(Provided passage)
This weekend I've reached out to my friend and colleague, Reshma Shah, MD, MPH. She is a pediatrician, mother, plant based home-cook, teacher and student. I was interested in learning how to get kids to eat more healthy foods.
Please share with us some of your strategies on getting kids to eat more healthy food/snacks.
I am a firm believer in the idea that "kid food" should be real food. Even from a young age, it's a good idea to offer children real, "grown-up", snacks and meals instead of food that is specifically targeted to children. Often times these snacks can come with a long list of ingredients, excessive packaging, and extra money at the checkout line. However, it can be great fun (and make it easier for little ones to eat independently) to prepare the food in a way that is appealing to them.
Cutting food up in easy to manage pieces, including fun shapes and sizes, takes little extra effort and can make ordinary food come alive in the eyes of a 4-year-old.
Getting your kids involved is also a nice way to ensure that they will be happy with the snacks you've brought along.
What are your top recommendations for kid-friendly snacks for school lunches and family vacations?
For snacks that can be great for school lunches and family trips, I recommend taking advantage of all the beautiful produce that's so abundant this time of year such as fresh strawberries, plums, or peaches.
Here are some additional family-friendly ideas that will appeal to your whole crew for your next road trip or family vacation:
Berry Muffins: I am a huge fan of muffins. They are portable, can serve double, or even triple duty as a breakfast, snack, or dessert. You can make them ahead of time and store in the freezer until you are ready for your trip. If your children are old enough, you can even have them help you bake them. My family really enjoys these Cranberry-Orange-Almond Muffins, and for summertime, you can just swap out the cranberries for blueberries.
(End Provided passage)
(Source material)
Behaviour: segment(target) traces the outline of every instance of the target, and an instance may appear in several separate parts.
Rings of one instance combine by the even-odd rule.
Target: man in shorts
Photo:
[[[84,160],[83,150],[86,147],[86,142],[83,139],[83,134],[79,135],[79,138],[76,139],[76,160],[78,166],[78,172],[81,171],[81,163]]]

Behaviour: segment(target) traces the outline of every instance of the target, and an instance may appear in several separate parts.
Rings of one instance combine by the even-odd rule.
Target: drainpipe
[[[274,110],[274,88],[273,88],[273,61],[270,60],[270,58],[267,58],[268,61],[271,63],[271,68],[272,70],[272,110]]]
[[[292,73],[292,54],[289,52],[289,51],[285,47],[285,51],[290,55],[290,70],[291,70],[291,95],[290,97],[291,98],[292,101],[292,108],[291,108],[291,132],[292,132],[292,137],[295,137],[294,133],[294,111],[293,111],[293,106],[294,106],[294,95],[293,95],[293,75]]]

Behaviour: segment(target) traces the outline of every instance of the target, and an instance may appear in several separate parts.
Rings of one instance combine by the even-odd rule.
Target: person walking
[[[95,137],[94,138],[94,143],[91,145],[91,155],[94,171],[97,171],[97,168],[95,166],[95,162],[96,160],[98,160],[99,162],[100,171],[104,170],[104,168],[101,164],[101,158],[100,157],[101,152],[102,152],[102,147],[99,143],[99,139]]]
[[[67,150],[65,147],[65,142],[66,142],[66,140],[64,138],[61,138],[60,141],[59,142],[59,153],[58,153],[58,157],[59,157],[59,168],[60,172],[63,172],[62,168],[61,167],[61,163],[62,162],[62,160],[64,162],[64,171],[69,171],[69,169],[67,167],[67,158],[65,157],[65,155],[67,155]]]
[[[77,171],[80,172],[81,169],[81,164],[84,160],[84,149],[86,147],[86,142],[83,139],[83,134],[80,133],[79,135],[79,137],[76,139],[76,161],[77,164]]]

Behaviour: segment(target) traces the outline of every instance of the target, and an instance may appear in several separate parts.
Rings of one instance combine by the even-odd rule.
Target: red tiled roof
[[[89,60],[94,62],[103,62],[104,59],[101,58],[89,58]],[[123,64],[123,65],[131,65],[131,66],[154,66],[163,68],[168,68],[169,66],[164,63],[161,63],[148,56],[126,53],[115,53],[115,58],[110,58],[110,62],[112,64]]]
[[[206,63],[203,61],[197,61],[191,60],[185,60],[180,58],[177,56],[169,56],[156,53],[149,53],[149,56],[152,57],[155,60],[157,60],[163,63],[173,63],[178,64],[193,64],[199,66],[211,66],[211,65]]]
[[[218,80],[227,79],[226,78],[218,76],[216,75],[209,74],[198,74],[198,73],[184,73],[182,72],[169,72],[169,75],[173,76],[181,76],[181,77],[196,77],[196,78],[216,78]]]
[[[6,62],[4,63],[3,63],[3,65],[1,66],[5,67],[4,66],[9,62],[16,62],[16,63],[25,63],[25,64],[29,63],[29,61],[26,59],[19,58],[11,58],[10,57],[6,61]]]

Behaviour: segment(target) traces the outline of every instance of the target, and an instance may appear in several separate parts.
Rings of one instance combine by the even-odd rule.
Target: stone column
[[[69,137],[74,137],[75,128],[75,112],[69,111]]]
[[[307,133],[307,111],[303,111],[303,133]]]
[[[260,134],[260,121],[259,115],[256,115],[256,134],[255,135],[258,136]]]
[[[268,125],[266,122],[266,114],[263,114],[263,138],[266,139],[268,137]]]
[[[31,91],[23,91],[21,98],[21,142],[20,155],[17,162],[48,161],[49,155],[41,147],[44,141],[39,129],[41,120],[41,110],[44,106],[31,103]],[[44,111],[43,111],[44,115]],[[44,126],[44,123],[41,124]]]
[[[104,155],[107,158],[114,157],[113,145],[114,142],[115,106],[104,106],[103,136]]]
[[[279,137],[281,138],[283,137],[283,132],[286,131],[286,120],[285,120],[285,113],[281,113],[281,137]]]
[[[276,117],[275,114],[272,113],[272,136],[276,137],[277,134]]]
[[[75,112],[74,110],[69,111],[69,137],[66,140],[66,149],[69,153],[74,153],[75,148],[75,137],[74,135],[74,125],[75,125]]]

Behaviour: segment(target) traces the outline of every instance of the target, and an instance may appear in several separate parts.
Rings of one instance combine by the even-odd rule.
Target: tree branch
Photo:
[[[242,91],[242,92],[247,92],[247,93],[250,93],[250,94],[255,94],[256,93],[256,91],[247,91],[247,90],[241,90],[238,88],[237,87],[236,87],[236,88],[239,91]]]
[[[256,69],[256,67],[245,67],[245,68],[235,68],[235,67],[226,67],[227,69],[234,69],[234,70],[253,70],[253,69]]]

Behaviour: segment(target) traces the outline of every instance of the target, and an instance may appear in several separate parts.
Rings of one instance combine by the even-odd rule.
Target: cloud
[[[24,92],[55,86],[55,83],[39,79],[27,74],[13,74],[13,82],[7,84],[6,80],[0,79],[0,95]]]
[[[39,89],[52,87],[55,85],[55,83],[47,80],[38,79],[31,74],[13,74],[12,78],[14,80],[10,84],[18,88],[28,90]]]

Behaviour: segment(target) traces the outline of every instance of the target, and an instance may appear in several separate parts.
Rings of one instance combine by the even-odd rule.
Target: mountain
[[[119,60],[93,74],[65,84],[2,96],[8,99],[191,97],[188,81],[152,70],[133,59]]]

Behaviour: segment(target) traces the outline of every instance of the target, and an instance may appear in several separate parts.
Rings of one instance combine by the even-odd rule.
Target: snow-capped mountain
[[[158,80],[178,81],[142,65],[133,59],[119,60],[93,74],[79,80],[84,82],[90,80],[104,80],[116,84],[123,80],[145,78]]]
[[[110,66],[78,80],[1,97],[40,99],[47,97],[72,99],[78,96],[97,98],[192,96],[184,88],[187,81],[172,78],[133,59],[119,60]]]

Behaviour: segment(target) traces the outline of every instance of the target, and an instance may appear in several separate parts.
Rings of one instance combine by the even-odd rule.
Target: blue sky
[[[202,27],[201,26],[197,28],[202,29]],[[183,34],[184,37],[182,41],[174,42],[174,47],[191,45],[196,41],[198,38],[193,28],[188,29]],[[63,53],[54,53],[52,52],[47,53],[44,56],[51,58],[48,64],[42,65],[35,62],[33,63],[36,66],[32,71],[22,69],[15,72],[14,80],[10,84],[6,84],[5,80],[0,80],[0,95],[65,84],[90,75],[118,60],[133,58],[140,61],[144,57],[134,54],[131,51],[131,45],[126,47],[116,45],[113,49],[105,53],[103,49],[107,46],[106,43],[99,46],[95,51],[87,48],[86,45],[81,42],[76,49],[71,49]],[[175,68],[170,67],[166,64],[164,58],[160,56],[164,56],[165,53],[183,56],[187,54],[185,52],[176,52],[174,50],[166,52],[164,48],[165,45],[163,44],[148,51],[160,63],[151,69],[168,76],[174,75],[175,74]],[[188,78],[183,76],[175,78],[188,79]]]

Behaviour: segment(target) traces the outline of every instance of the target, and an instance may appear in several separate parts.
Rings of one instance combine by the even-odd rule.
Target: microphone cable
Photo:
(End Source material)
(Source material)
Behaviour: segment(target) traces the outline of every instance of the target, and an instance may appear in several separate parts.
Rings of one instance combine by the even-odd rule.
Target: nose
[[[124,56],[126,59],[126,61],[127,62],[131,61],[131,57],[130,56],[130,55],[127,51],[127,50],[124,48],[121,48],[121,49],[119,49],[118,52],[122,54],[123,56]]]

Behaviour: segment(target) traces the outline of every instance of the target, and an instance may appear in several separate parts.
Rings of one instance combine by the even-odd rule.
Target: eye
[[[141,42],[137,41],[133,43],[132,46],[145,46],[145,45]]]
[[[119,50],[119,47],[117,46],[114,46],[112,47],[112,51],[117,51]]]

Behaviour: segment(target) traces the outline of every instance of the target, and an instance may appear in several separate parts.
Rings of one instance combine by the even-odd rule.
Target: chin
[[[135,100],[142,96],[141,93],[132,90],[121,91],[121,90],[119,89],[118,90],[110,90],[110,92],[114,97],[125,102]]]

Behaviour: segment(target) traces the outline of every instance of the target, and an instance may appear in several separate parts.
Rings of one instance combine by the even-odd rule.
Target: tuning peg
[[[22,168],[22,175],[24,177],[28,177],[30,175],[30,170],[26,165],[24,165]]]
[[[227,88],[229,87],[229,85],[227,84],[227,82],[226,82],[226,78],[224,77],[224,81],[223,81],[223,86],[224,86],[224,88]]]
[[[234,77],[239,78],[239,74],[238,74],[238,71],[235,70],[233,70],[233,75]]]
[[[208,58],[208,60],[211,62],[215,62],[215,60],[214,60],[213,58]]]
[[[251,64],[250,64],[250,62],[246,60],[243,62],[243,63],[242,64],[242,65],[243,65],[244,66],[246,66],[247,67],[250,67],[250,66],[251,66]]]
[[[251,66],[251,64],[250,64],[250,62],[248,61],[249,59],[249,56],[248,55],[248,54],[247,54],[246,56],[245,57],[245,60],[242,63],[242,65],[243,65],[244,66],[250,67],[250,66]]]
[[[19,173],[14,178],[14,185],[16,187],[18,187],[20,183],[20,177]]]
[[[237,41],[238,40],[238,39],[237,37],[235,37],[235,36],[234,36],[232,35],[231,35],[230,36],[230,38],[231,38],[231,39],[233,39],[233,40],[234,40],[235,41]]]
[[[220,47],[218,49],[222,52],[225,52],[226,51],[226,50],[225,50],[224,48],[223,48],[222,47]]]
(End Source material)
Could you pick up the interview on healthy snacks for kids and carry it on from its last sentence? These records come from a separate source.

Crudité: This is really just a fancy way of saying eat your veggies! Whether for a road trip or just a regular day at home, chopping, prepping, and storing veggies gives you ready access to a quick, nutritious snack. For travel, I like to chop my veggies in relatively uniform pieces and wrap them in a moist paper towel to keep them fresh and crisp. Carrots, cucumbers, snap peas, bell peppers, or Daikon radish (for your more adventurous eaters!) work really well. A small container of hummus or pesto will take this snack to the next level. You could try this Pumpkin Seed and Cilantro Pesto, use store-bought hummus or simply blend together a can of artichoke hearts, a bunch of basil, two cloves of garlic, olive oil, lemon juice, salt and pepper, and a few shakes of nutritional yeast for an easy, delicious artichoke dip that comes together in minutes.
Homemade trail mix: We used to do this a lot more when my children were younger, and I put together a batch for our most recent trip. You can shop for items in the bulk bin, lay out all the ingredients on your kitchen table, and let your kids assemble a mix specifically designed for them. I also find that for families that have one or more members with food allergies, this can be a really great alternative to prepared trail mixes. Of course, keep the age of your child in mind when it comes to choking risks. Our last trail mix included almonds, dried cranberries, pumpkin seeds, and a handful of dark chocolate chips.
Another suggestion that my kids love is steamed edamame (in the pod) tossed with a squeeze of lime juice and a sprinkle of coarse salt.
These hearty (yes!) chickpea cookies, are super yummy and easy to make.
We try to pack as much as we can from home but also don't fret too much over taking some prepackaged foods such as granola bars and crackers.
Reshma Shah, MD, MPH
Reshma Shah is a board certified pediatrician, mother, plant based home-cook, teacher and student. She has nearly two decades of experience caring for children and families while living in the Bay Area. She currently sees patients at the Santa Clara Valley Medical Center and serves as an affiliate clinical instructor at Stanford University School of Medicine.
In addition to her medical degree, she has a Masters in Public Health and additional training in plant-based nutrition and cooking. Over the last several years, she has had a growing interest in nutrition and its role in supporting the health and well being of families. She has learned that cooking for our families is a powerful way to not only nourish our bodies, but also to nourish our spirits and our connections to one another.